LONESOME DOVE: EPOPEA WESTERN

È il 1985, negli Stati Uniti d'America siamo in piena epoca reganiana, ma al medesimo tempo escono due romanzi in controtendenza, due western: il più noto, “Meridiano di sangue”, scritto da Cormac McCarthy, e “Lonesome Dove”, di Larry McMurtry. Al secondo, però, spettano gli elogi maggiori, perché la critica lo premia l'anno seguente con il prestigioso Premio Pulitzer per la narrativa. Ma cosa ha spinto la giuria del Pulitzer a premiare un romanzo western proprio nel 1986, quando le storie predilette erano le scalate al successo a Wall Street? Lonesome Dove è non solo un’epopea western che raggiunge le quasi 1000 pagine, che ha al suo interno centinaia (non scherzo) di personaggi, dunque parliamo anche di un romanzo corale; è stato definito “Il signore degli anelli in salsa western”. In un certo senso può ricordarlo. Ci sono personaggi memorabili, l’epica, una missione da compiere, dei cattivi ben delineati. Non sembra di assistere ad un’opera di Sergio Leone, quanto ad una di John Ford. Gli Indiani sono i cattivi della storia, fanno paura a tutti. Popolano gli incubi degli americani, discendenti dei coloni europei. Gli indiani, i nativi, sono stati mezzi sconfitti, ma alcune terre le bazzicano ancora loro. I messicani, invece, vanno impiccati, non si va molto d’accordo con loro. È l’America divisa, vasta, immensa, rurale. È l’America crudele, individualista, dura, arida.

Materiale fornito:

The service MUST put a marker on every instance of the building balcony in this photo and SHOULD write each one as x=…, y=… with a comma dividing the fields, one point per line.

Lavoro richiesto:
Riscrivi per intero, parola per parola, il brano su Lonesome Dove.

Soluzione:
LONESOME DOVE: EPOPEA WESTERN

È il 1985, negli Stati Uniti d'America siamo in piena epoca reganiana, ma al medesimo tempo escono due romanzi in controtendenza, due western: il più noto, “Meridiano di sangue”, scritto da Cormac McCarthy, e “Lonesome Dove”, di Larry McMurtry. Al secondo, però, spettano gli elogi maggiori, perché la critica lo premia l'anno seguente con il prestigioso Premio Pulitzer per la narrativa. Ma cosa ha spinto la giuria del Pulitzer a premiare un romanzo western proprio nel 1986, quando le storie predilette erano le scalate al successo a Wall Street? Lonesome Dove è non solo un’epopea western che raggiunge le quasi 1000 pagine, che ha al suo interno centinaia (non scherzo) di personaggi, dunque parliamo anche di un romanzo corale; è stato definito “Il signore degli anelli in salsa western”. In un certo senso può ricordarlo. Ci sono personaggi memorabili, l’epica, una missione da compiere, dei cattivi ben delineati. Non sembra di assistere ad un’opera di Sergio Leone, quanto ad una di John Ford. Gli Indiani sono i cattivi della storia, fanno paura a tutti. Popolano gli incubi degli americani, discendenti dei coloni europei. Gli indiani, i nativi, sono stati mezzi sconfitti, ma alcune terre le bazzicano ancora loro. I messicani, invece, vanno impiccati, non si va molto d’accordo con loro. È l’America divisa, vasta, immensa, rurale. È l’America crudele, individualista, dura, arida.